Eventually, I understood.  Matzah has two different, even opposed, symbolisms. At the beginning, we call it 'the bread of affliction which our ancestors ate in the land of Egypt'. But at the end, in that passage beginning, 'Rabban Gamliel used to say,' we describe it as the bread of freedom which our ancestors when they were leaving Egypt.

How do you transform the bread of affliction into the bread of freedom? By sharing it with others.

Primo Levi, in his great book, If this is a man, describes how, in the intensely difficult days between the Germans leaving Auschwitz and the Russian troops arriving, for the first time, a fellow prisoner offered him to share his bread with him.
Levi writes that during the whole of their imprisonment in Auschwitz, you couldn't share your bread with others.  If you did, you would die.  He then says that the offer of food 'was the first human gesture that occurred among us.  I believe that that moment can be dated as the beginning of the change by which we, who had not died, slowly changed from prisoners to men again.'

When we share our bread with others, we have taken the first step from affliction to freedom. Sharing our vulnerabilities, we discover strength. Reaching out to others, giving help to the needy, food to the hungry, and companionship to those who are alone, we bring the Divine presence into the world, and with it human solidarity, which is the beginning of freedom.
May you and your family have a chag kasher vesameach, and may Hashem's blessings be with us all.

_Data lines_

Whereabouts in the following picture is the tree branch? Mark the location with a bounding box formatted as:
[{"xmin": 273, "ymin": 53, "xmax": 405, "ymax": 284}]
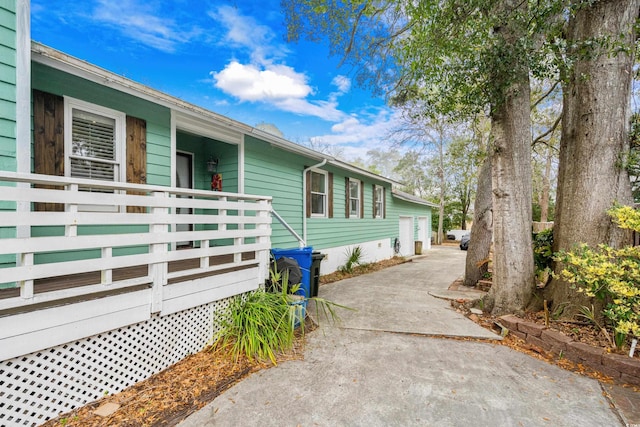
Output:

_The tasks_
1 - In the matzah passage above, transcribe everything from "Levi writes that" down to "beginning of freedom.".
2 - Rewrite the paragraph of the matzah passage that begins "When we share our bread with others" in fewer words, keeping its main points.

_Answers to the exercises_
1 -
Levi writes that during the whole of their imprisonment in Auschwitz, you couldn't share your bread with others.  If you did, you would die.  He then says that the offer of food 'was the first human gesture that occurred among us.  I believe that that moment can be dated as the beginning of the change by which we, who had not died, slowly changed from prisoners to men again.'

When we share our bread with others, we have taken the first step from affliction to freedom. Sharing our vulnerabilities, we discover strength. Reaching out to others, giving help to the needy, food to the hungry, and companionship to those who are alone, we bring the Divine presence into the world, and with it human solidarity, which is the beginning of freedom.

2 - Sharing our bread is the first step from affliction to freedom. Sharing our weaknesses, we find strength. By helping the needy, feeding the hungry and keeping company with the lonely, we bring the Divine presence into the world, and with it human solidarity, the start of freedom.